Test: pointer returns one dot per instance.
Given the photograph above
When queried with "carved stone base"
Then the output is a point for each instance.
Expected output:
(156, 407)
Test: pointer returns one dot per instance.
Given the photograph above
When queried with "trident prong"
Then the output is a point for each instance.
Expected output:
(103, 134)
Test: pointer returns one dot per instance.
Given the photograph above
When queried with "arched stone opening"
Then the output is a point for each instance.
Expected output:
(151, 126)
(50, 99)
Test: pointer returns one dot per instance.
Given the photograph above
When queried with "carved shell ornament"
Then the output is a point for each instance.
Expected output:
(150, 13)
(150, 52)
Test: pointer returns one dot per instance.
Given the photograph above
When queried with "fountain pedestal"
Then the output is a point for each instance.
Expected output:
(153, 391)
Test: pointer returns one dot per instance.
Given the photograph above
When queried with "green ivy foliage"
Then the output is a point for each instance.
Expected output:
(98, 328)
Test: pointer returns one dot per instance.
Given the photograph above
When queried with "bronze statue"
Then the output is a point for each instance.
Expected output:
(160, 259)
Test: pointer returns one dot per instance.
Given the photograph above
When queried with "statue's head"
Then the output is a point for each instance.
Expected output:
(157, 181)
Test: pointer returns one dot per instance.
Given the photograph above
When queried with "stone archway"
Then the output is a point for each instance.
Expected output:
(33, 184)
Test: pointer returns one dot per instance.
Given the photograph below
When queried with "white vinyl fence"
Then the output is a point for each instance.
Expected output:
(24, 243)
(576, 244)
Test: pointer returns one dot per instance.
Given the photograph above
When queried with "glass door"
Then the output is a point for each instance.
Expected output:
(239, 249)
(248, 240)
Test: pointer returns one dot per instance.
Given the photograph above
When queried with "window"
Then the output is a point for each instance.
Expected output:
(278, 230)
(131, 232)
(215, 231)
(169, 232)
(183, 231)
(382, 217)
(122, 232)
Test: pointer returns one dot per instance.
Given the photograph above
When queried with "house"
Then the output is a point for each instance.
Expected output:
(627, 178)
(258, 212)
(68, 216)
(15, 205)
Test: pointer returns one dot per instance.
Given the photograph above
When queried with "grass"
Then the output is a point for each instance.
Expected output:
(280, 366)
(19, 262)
==
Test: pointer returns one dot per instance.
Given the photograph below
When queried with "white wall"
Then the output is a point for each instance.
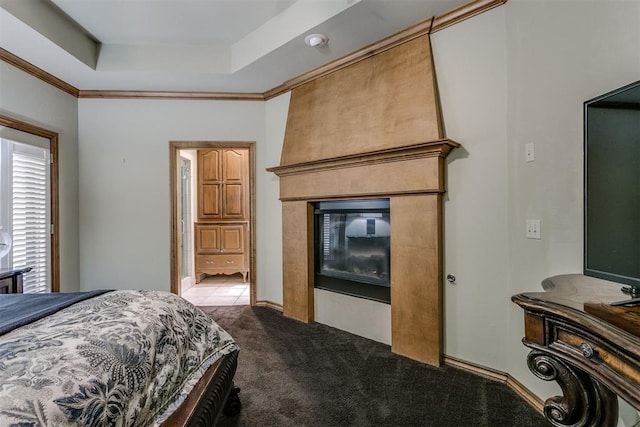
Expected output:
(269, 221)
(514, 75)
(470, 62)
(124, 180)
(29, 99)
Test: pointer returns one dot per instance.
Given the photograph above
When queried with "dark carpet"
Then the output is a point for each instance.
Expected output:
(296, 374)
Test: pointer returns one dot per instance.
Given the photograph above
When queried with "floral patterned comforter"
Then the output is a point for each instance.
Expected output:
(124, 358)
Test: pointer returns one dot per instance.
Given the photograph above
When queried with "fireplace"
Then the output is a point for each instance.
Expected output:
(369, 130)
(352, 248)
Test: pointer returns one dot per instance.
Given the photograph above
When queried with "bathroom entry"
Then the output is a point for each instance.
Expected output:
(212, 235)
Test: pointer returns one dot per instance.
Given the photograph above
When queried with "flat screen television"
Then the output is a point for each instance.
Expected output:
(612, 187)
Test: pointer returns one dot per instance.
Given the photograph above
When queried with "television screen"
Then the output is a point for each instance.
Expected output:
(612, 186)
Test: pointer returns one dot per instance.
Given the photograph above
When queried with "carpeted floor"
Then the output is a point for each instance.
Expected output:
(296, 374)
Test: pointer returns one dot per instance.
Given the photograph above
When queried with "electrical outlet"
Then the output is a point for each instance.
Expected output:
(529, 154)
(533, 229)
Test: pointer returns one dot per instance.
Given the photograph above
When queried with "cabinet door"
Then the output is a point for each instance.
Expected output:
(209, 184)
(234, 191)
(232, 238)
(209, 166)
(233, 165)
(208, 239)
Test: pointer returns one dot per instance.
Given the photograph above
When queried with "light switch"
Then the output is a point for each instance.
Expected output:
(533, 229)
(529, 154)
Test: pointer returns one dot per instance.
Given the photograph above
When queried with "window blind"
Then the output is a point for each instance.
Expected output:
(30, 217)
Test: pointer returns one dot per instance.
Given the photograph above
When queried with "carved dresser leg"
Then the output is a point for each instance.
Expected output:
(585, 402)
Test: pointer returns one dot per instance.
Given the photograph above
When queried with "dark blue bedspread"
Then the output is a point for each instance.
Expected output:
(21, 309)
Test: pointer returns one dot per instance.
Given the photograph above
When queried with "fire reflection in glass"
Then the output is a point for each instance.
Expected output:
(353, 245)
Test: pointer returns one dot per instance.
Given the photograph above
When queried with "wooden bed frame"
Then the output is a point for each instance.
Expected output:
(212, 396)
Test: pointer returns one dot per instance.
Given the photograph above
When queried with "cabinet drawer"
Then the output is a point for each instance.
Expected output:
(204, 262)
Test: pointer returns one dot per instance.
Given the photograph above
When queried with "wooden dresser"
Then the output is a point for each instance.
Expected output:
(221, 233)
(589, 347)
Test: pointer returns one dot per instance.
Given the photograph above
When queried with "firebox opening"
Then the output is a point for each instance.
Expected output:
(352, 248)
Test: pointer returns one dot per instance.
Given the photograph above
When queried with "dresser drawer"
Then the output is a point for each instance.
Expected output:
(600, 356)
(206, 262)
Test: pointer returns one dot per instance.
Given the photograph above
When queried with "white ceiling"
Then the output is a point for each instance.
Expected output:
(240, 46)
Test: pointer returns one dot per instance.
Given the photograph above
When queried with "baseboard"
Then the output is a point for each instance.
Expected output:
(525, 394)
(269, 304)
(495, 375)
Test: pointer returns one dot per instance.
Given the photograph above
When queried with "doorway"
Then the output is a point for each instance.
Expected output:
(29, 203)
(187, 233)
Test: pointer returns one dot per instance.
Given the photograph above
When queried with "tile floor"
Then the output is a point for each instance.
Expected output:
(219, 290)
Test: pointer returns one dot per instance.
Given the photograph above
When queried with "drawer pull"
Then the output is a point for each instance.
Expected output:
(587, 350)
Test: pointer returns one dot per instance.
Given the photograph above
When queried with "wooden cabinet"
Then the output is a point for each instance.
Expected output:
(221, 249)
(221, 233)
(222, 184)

* [Work order]
Going through the records above, state how many lines include the word "drawer", and give no other text.

* [Answer section]
3